## SOURCE EXCERPT
When sourcing a three-phase motor, the most expensive mistakes are rarely in the catalogue price; they hide in the wrong power rating and frame size. Cast iron motors span a wide band from 0.55 kW up to 355 kW, and where you sit in that band, together with pole count, load profile and frame size, directly shapes your electricity bill, maintenance schedule and motor lifetime. As a stock-holding supplier, DRG Motor helps you pin down the correct power point for your project and turns around a fast quotation.

Why cast iron leads across a wide power range

A grey cast iron housing is heavier and more rigid than an aluminium one; that mass helps the motor shed heat across a large finned surface and damp vibration. At low power aluminium is often enough, but as load rises the mechanical strength and thermal mass of cast iron become decisive. That is why cast iron is the de facto standard in the medium and high power classes.

Our overview of the cast iron three-phase electric motor, where we discuss the long-term return of the housing material, frames the sizing decisions in this article. Housing material and power class are not independent choices; they should be weighed together.

Cast iron three-phase electric motor, 0.55-355 kW power range finned grey iron housing

How to read the 0.55-355 kW range in practice

Thinking of the broad catalogue as three bands makes selection easier. Each band has its own sourcing, mounting and operating logic:

  • 0.55-7.5 kW (low power): Pumps, fans, small conveyors and dosing duties. Buyers who choose cast iron here usually run damp or dusty environments, expect mechanical knocks, or want a long service life.
  • 11-90 kW (medium power): The backbone of industry. Compressors, large fans, mixers, granulation lines and general drives. The thermal and mechanical edge of cast iron stands out clearly in this band.
  • 110-355 kW (high power): Stone crushing, mills, large pump stations and heavy-industry drives. Here, housing rigidity, the bearing system and cooling are no longer a preference but a requirement.

Whichever band you are in, we assess it together with speed and mounting, then confirm stock and lead time. For standard industrial drives the three-phase asynchronous motors family covers most of these three bands in a single technical language.

How speed and pole count shape power

Two motors with the same kW label can suit completely different jobs if their pole counts differ. Pole count sets the synchronous speed: 2 poles ~3000 rpm, 4 poles ~1500, 6 poles ~1000, 8 poles ~750 rpm (50 Hz). Even with constant power, as speed drops the torque the motor produces rises and the housing grows physically larger.

The practical upshot: a 2-pole 11 kW may be plenty for a high-speed fan, while a hard-starting mixer may need that same 11 kW in a 6-pole build. The wrong pole choice ends in either insufficient torque or a needlessly large, expensive motor. Fixing speed first, then power, eliminates the error at the source.

The frame size and power relationship

The IEC frame number (for example 80, 132, 200, 315) gives the shaft centre height in millimetres and governs both power and mounting compatibility. The frame directly affects how the motor fits your existing base plate, coupling and transmission elements; in retrofit projects, therefore, not only kW but the frame must match.

  • The same power can sit on a different frame at a different pole count; 6/8-pole motors are typically in a larger housing.
  • The mounting type (B3 foot, B5 flange, B35 foot-and-flange) should be fixed up front with the frame for order clarity.

## Excerpts of location labeling data
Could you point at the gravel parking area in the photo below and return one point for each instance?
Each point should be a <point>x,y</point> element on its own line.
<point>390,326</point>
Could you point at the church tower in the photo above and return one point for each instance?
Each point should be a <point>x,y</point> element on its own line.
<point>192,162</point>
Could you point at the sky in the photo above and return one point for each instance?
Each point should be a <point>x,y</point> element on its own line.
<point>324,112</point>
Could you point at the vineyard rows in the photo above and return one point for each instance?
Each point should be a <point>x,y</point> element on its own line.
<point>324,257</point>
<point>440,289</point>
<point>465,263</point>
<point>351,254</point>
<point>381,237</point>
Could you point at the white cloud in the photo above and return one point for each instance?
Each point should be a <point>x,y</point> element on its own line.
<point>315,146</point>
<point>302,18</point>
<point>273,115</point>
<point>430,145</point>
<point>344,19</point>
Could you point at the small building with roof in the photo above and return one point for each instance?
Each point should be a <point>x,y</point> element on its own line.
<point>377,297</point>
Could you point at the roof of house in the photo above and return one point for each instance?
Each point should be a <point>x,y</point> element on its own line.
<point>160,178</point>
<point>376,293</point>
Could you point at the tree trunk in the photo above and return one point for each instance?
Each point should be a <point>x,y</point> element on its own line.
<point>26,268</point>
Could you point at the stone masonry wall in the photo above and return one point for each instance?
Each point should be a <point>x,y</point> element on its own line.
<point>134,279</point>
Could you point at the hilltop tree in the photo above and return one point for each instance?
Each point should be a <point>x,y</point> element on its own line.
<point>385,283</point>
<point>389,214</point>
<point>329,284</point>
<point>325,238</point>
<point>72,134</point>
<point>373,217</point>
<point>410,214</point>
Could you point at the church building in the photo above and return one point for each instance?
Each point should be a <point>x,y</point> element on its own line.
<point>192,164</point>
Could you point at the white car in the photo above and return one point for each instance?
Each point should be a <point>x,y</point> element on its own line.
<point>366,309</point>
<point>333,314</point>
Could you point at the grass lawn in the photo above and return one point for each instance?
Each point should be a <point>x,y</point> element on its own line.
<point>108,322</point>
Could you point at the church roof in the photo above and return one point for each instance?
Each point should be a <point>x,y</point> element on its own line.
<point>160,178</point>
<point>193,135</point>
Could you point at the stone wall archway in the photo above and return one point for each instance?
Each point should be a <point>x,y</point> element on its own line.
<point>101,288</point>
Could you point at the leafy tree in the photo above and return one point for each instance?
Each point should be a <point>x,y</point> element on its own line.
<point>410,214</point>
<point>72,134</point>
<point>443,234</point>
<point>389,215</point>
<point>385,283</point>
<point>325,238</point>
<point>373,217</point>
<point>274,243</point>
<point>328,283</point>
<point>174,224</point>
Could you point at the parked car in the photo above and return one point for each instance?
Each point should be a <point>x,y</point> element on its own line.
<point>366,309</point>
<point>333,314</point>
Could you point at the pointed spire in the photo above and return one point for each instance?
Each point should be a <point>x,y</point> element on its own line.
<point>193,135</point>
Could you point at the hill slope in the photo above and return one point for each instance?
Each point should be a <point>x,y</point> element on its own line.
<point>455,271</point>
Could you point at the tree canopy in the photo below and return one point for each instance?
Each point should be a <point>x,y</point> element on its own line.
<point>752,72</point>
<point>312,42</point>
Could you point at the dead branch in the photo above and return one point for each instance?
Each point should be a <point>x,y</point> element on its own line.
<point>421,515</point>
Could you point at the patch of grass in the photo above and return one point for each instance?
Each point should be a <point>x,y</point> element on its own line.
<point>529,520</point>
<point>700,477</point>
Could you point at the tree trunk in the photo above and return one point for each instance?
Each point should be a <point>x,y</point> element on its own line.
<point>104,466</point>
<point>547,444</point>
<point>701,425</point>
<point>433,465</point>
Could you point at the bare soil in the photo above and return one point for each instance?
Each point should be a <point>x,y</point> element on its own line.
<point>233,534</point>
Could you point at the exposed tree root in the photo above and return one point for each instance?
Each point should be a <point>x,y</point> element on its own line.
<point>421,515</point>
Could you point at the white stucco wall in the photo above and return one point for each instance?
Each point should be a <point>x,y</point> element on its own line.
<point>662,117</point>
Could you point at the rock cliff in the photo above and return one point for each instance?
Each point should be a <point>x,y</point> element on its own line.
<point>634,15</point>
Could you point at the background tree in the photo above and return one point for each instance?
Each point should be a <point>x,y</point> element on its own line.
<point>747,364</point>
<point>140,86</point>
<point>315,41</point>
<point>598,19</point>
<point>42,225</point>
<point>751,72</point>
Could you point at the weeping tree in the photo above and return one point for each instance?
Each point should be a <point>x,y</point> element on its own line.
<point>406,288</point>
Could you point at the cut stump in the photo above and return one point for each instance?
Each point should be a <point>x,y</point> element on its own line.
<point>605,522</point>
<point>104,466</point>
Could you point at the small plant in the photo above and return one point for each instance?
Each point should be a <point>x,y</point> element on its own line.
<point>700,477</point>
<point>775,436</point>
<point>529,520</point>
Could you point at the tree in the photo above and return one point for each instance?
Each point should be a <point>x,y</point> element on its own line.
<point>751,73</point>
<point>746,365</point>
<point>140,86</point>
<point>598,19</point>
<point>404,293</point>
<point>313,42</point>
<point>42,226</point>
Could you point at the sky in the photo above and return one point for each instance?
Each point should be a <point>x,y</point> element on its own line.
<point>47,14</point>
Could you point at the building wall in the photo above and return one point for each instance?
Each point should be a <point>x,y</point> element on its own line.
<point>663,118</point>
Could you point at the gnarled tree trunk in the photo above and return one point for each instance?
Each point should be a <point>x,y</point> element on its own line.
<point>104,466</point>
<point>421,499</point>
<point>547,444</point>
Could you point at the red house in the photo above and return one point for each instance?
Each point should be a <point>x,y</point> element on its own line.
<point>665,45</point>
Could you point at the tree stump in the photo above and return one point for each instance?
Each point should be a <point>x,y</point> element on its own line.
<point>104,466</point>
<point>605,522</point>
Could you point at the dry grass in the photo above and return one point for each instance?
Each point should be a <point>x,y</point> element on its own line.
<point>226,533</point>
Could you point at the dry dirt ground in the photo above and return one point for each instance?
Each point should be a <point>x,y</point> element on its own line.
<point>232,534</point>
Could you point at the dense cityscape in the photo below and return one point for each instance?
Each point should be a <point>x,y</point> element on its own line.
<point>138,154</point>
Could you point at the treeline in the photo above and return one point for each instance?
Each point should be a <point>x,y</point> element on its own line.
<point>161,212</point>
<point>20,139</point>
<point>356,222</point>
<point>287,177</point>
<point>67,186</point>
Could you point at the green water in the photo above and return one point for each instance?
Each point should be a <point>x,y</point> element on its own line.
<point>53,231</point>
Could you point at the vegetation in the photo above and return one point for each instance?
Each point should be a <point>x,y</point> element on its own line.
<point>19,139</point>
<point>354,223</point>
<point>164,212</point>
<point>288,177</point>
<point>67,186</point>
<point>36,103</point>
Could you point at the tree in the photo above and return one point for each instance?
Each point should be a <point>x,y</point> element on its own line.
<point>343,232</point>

## TASK SET
• a. List each pole count given in the cast iron motor article with its synchronous speed at 50 Hz.
• b. Copy the passage of the cast iron motor article between "Why cast iron leads" and "be weighed together.", inclusive.
• c. According to the cast iron motor article, what does the IEC frame number give?

## THE RESPONSES
• a.
2 poles: ~3000 rpm
4 poles: ~1500 rpm
6 poles: ~1000 rpm
8 poles: ~750 rpm

• b.
Why cast iron leads across a wide power range

A grey cast iron housing is heavier and more rigid than an aluminium one; that mass helps the motor shed heat across a large finned surface and damp vibration. At low power aluminium is often enough, but as load rises the mechanical strength and thermal mass of cast iron become decisive. That is why cast iron is the de facto standard in the medium and high power classes.

Our overview of the cast iron three-phase electric motor, where we discuss the long-term return of the housing material, frames the sizing decisions in this article. Housing material and power class are not independent choices; they should be weighed together.

• c. It gives the shaft center height in millimeters.